TEXT EXTRACT:
------------------------------

For many happy years in the late 1970s and early 1980s, the British IT establishment wallowed in the blissful illusion that the standard exclusion and limitation clause in most IT contracts,5 whether for software, hardware, for both or for bespoke systems, was enforceable. In all probability it was not.


Traditionally, and probably because that was the approach adopted by IBM, the average IT contract would:


  • exclude all liability for ‘consequential’ loss; and
  • limit all other liability to, at the best, the sum paid or payable under the contract, or, at the worst, to a lesser and arbitrary sum.

In the course of the 1980s, two cases rang warning bells. In the unreported British Olivetti case, for the first time a clause of the ‘standard’ type was struck down by reference to UCTA.


7. The Cap Case


In 1992, the decision of Salvage Association v CAP went some way to removing some of the uncertainties surrounding computer litigation and allowed both suppliers and users to evaluate with some precision the merits of their contractual position before attempting to resolve any dispute by recourse to the court. Moreover, the case raises many of the ‘classic’ features of any IT dispute:


this action is principally concerned with the contractual terms as to the competence of CAP’s staff, the quality of their performance, the quality of the subject matter of each contract, the time for completion of the System and the construction and application of terms which exclude or limit CAP’s liability for breach of contract or negligence ([1995] FSR 654 at p 663).


7.1 Facts


The Salvage Association (SA) appointed CAP Financial Services Limited (CA’) to design, develop and implement an accounting system for use at SA’s head office. The system was to be based on existing relational database software, which CAP would develop (‘customise’) to meet SA’s specific requirements. The hardware in question was provided by a services bureau.


Two separate contracts were entered into. The first governed the design stages. For a fixed fee of £30,000, CAP agreed to analyse SA’s requirements and to specify how those requirements could be met. The second contract, again for a fixed fee (£291,654) governed the development, customisation and implementation of the computer software, which should have provided SA with the accounting system it required. The second contract obliged CAP to deliver a computer system which met the specifications produced by CAP under the first contract and agreed by SA.

------------------------------

DATA SEGMENT:
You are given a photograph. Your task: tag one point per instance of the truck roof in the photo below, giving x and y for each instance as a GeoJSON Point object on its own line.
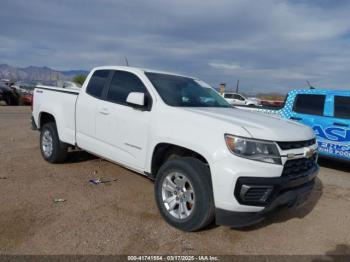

------------------------------

GIVEN REQUEST A:
In the text on IT contracts, what fixed fee did CAP agree to for the first contract?
GIVEN REQUEST B:
Please reproduce the text on IT contracts word for word, from "7. The Cap Case" up to and including "654 at p 663).".

TASK RESPONSE A:
£30,000

TASK RESPONSE B:
7. The Cap Case


In 1992, the decision of Salvage Association v CAP went some way to removing some of the uncertainties surrounding computer litigation and allowed both suppliers and users to evaluate with some precision the merits of their contractual position before attempting to resolve any dispute by recourse to the court. Moreover, the case raises many of the ‘classic’ features of any IT dispute:


this action is principally concerned with the contractual terms as to the competence of CAP’s staff, the quality of their performance, the quality of the subject matter of each contract, the time for completion of the System and the construction and application of terms which exclude or limit CAP’s liability for breach of contract or negligence ([1995] FSR 654 at p 663).